──────── PROVIDED PASSAGE ────────

# Patternworks is Closing (!) Sale



## MaggieBelize (Aug 31, 2011)

I was surprised to read that the Patternworks site is closing down. But, the bright side is, they're having a "liquidation sale" on what's left in stock.

http://www.interweave.com/store/patternworks/clearance

Although I must say, I wasn't entirely pleased with my last order from them - I ordered 9 balls of yarn and they only sent 8, and the package took a month to arrive (within US). By the time I got the package they'd sold out of the yarn, of course. They were very good about answering my email and have promised me a refund for the missing ball ... but still, I'd have rather had the yarn, wah!


----------



## lainey_h (Dec 14, 2013)

Yeah, I saw that store closing. It sounds like they're just being swallowed up by Interweave, you just won't be able to order directly from Patternworks anymore.


----------



## gail-11 (Jan 3, 2013)

I ordered from them a few times, years ago. They got very expensive. Too much so for me.


----------



## nonak (Sep 18, 2013)

they do have good prices on some of their needles tho


----------



## bokemom (Mar 16, 2017)

Helpful life hint: do not check out clearence when you know darn well you can't spend money. Thank you for the info, I think.


----------



## lainey_h (Dec 14, 2013)

bokemom said:


> Helpful life hint: do not check out clearence when you know darn well you can't spend money. Thank you for the info, I think.


Isn't that the truth! I need to remind myself of that from time to time.... :sm17:


----------



## ijfranklin (Apr 17, 2011)

bokemom said:


> Helpful life hint: do not check out clearence when you know darn well you can't spend money. Thank you for the info, I think.


Or when you are trying to be on a yarn diet. I don't dare check it out. I just know something will call my name.


----------

──────── DATA SUPPLIED ────────

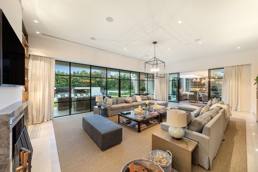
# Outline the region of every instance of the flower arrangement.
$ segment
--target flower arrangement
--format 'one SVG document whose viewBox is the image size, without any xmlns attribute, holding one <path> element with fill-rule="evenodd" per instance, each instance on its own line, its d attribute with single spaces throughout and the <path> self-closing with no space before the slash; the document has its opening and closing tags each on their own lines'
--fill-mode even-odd
<svg viewBox="0 0 258 172">
<path fill-rule="evenodd" d="M 145 106 L 145 108 L 144 109 L 145 111 L 147 111 L 148 110 L 148 104 L 150 102 L 148 101 L 143 101 L 143 103 L 144 103 L 144 105 Z"/>
<path fill-rule="evenodd" d="M 255 79 L 254 79 L 254 80 L 256 81 L 255 83 L 254 83 L 254 85 L 255 85 L 257 83 L 258 83 L 258 75 L 257 75 L 257 76 L 256 77 L 256 78 Z"/>
</svg>

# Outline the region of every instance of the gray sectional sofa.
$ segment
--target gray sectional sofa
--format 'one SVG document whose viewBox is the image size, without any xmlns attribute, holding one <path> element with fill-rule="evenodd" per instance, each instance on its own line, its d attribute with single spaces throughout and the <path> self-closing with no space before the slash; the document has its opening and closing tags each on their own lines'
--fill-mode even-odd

────────

== PROBLEM DETAILS ==
From the Patternworks thread above, set down word for word the part that opens with the words containing "Yeah, I saw" and closes with "(Jan 3, 2013)".

== ANSWER IN FULL ==
Yeah, I saw that store closing. It sounds like they're just being swallowed up by Interweave, you just won't be able to order directly from Patternworks anymore.


----------



## gail-11 (Jan 3, 2013)